:: SELECTED PASSAGE ::

Last month, a team of scientists 3D printed something revolutionary, reports Brian Hicks, the president and founding member of Angel Publishing. Here, Hicks — along with junior market analyst Zachary Rosen — review a favorite speculative idea for 2022.
It wasn’t a toy, or a vase, or a bike frame. It was a steak. It was 3.67 ounces of real, animal tissue, fat and muscle sewn together like a work of art. The largest 3D printed steak ever. And nothing had to die.
Meat and dairy production accounts for about an eighth of greenhouse gas emissions. This is only going to get worse as the newly minted (and growing) global middle class demands a more Western diet. Meat consumption is expected to increase 14% by 2030 and between 35% and 67% by 2050.
Traditional animal meat is highly resource intensive when compared to vegetable protein sources like beans or peas:
* Beef produces between ten and fifty times more CO2 for the same amount of protein.
* Beef requires almost six times more water.
* Beef requires between three and twenty-two times more land.

:::
:: SOURCE DATA ::

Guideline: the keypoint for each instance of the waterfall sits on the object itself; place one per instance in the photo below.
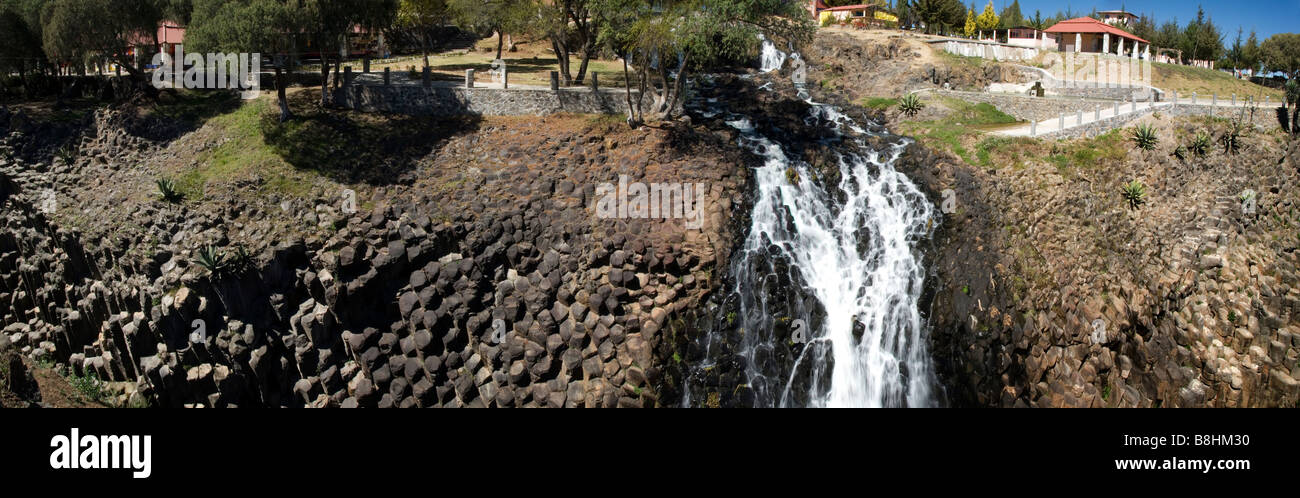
(836, 259)
(771, 59)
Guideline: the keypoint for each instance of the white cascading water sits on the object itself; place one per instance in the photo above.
(771, 57)
(853, 251)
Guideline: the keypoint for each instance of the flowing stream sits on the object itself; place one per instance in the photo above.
(824, 307)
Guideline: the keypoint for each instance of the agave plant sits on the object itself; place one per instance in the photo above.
(910, 104)
(66, 154)
(213, 260)
(167, 189)
(242, 260)
(1145, 137)
(1135, 194)
(1231, 138)
(1200, 144)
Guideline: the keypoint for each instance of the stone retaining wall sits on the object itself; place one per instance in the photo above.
(1261, 118)
(446, 100)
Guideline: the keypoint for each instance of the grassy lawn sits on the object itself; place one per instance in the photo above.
(529, 64)
(878, 103)
(958, 130)
(963, 133)
(1205, 82)
(242, 155)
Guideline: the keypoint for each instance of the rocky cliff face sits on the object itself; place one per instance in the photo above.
(485, 280)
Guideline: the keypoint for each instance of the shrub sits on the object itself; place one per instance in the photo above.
(1231, 138)
(1135, 194)
(1145, 137)
(1181, 152)
(212, 259)
(242, 260)
(910, 104)
(168, 191)
(1200, 144)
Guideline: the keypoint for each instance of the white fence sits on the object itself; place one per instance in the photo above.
(992, 51)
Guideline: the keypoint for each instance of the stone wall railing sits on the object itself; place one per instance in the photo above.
(1261, 117)
(453, 100)
(988, 50)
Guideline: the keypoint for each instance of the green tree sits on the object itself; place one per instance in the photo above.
(85, 31)
(1012, 16)
(495, 16)
(420, 17)
(906, 17)
(1281, 53)
(1251, 56)
(326, 22)
(247, 26)
(20, 46)
(1233, 56)
(988, 18)
(940, 16)
(666, 40)
(970, 24)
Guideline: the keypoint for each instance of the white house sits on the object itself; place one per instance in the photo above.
(1118, 17)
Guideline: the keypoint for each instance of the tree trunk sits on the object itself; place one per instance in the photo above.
(562, 59)
(285, 115)
(324, 79)
(424, 47)
(627, 91)
(586, 57)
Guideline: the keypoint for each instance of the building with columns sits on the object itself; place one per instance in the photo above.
(1090, 35)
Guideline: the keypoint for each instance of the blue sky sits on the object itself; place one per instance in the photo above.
(1265, 16)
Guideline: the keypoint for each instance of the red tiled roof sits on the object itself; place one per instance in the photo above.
(1090, 25)
(858, 7)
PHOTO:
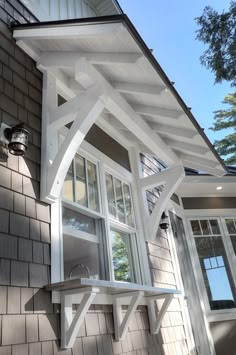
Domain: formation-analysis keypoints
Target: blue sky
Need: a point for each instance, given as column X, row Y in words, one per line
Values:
column 168, row 27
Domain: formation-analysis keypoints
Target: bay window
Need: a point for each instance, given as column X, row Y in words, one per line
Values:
column 99, row 235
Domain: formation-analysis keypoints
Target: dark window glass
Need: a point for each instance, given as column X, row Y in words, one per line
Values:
column 216, row 273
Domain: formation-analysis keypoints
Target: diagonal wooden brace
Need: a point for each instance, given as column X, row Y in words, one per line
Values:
column 70, row 325
column 121, row 326
column 155, row 320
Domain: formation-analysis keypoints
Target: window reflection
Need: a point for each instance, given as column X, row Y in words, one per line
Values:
column 122, row 256
column 216, row 272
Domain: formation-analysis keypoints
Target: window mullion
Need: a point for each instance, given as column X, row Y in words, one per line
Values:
column 86, row 182
column 123, row 197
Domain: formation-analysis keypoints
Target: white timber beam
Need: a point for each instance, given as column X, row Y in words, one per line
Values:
column 156, row 111
column 122, row 110
column 170, row 130
column 155, row 320
column 137, row 88
column 70, row 325
column 87, row 115
column 30, row 50
column 218, row 171
column 186, row 146
column 201, row 161
column 67, row 112
column 171, row 179
column 65, row 32
column 68, row 59
column 121, row 324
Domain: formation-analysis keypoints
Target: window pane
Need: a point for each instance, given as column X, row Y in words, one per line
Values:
column 93, row 188
column 81, row 258
column 233, row 240
column 122, row 257
column 214, row 226
column 205, row 227
column 80, row 184
column 196, row 228
column 78, row 221
column 231, row 226
column 110, row 195
column 216, row 272
column 67, row 191
column 119, row 201
column 128, row 205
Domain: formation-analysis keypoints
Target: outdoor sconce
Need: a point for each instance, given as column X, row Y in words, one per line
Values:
column 164, row 223
column 14, row 138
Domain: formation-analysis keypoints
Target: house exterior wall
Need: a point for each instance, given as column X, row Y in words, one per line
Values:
column 29, row 322
column 221, row 324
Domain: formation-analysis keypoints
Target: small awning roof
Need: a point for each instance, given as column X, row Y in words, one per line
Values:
column 117, row 51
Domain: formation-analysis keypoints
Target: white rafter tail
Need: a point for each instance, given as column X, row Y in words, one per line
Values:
column 121, row 325
column 186, row 146
column 122, row 110
column 171, row 179
column 61, row 32
column 137, row 88
column 170, row 130
column 86, row 117
column 67, row 112
column 68, row 59
column 30, row 50
column 155, row 320
column 156, row 111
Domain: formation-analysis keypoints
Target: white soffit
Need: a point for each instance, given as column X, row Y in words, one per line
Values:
column 205, row 186
column 116, row 51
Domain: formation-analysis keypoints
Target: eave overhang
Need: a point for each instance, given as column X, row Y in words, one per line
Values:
column 116, row 56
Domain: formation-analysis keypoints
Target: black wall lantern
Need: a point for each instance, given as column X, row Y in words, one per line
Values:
column 164, row 222
column 14, row 138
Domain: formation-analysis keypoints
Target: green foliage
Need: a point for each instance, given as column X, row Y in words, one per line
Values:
column 218, row 32
column 227, row 119
column 120, row 258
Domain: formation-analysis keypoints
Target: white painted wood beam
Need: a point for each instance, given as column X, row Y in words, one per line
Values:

:::

PROBLEM TO WORK ON. Return the full passage about the 3D printed steak word for word, with nothing changed.

RESPONSE TO THE EXERCISE.
Last month, a team of scientists 3D printed something revolutionary, reports Brian Hicks, the president and founding member of Angel Publishing. Here, Hicks — along with junior market analyst Zachary Rosen — review a favorite speculative idea for 2022.
It wasn’t a toy, or a vase, or a bike frame. It was a steak. It was 3.67 ounces of real, animal tissue, fat and muscle sewn together like a work of art. The largest 3D printed steak ever. And nothing had to die.
Meat and dairy production accounts for about an eighth of greenhouse gas emissions. This is only going to get worse as the newly minted (and growing) global middle class demands a more Western diet. Meat consumption is expected to increase 14% by 2030 and between 35% and 67% by 2050.
Traditional animal meat is highly resource intensive when compared to vegetable protein sources like beans or peas:
* Beef produces between ten and fifty times more CO2 for the same amount of protein.
* Beef requires almost six times more water.
* Beef requires between three and twenty-two times more land.